» **Assignment**: If a line in the data below includes the string "Mark", please return a copy of it.

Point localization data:
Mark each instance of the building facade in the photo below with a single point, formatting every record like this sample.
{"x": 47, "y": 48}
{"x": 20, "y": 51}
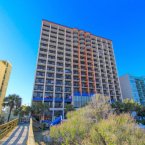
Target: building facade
{"x": 72, "y": 66}
{"x": 133, "y": 88}
{"x": 5, "y": 70}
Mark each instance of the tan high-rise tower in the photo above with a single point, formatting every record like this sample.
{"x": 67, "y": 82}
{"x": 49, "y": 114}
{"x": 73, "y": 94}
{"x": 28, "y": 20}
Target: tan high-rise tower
{"x": 72, "y": 66}
{"x": 5, "y": 70}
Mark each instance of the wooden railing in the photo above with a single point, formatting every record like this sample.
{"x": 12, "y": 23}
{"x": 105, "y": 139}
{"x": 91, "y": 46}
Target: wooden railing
{"x": 31, "y": 140}
{"x": 7, "y": 127}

» **Answer section**:
Mark each instance of the building facade in the photo below with a single point, formatting every record like this sample.
Mark each instance of the tan high-rise tower in the photo above with a single point, formatting every record like this sample.
Mark each instance of the wooden railing in the photo above with a single point, formatting every record like this sample.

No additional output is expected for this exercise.